→ **Your task**: Here are some records; copy every line that holds the word "nesting".

Start of Input material

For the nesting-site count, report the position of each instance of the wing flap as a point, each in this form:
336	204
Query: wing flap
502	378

End of Input material
Start of Input material

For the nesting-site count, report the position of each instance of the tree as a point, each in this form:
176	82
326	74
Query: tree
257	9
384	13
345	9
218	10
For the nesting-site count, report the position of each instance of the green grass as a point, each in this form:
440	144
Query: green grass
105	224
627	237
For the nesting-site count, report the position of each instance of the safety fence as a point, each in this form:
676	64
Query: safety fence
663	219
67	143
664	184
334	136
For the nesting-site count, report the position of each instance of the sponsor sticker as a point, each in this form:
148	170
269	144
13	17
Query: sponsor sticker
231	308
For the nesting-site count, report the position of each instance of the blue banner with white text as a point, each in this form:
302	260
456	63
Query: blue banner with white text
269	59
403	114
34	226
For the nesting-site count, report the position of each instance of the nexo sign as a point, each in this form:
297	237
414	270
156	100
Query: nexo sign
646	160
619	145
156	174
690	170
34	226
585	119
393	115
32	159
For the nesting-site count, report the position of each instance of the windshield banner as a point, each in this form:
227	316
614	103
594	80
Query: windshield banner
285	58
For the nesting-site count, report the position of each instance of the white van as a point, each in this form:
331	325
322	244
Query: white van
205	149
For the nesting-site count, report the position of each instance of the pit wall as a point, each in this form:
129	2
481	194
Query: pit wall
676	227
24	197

End of Input material

→ **Answer**:
For the nesting-site count, report the position of each instance of the wing flap as a point, each in this form:
For the nesting-site count, report the position of each instance of the tree as a point, each in this form:
For the nesting-site count, report the position of each instance of the green grass as a point, each in this form:
For the nesting-site count, report the position of each instance of the safety fence as a point, each in this form:
For the nesting-site count, report the position of each instance of the sponsor sticker as a point, each in this form:
For the nesting-site count, report the position of each instance of the blue banner with white text as a point, each in this form:
For the nesting-site count, report the position of each instance of the nexo sign as a point, each in this form:
For the nesting-site count, report the position of each instance of the windshield banner as a point, each in this form:
For the nesting-site count, report the position of each instance of the white van as a point, each in this form:
For the nesting-site count, report the position of each instance of the pit wall as a point, each in this form:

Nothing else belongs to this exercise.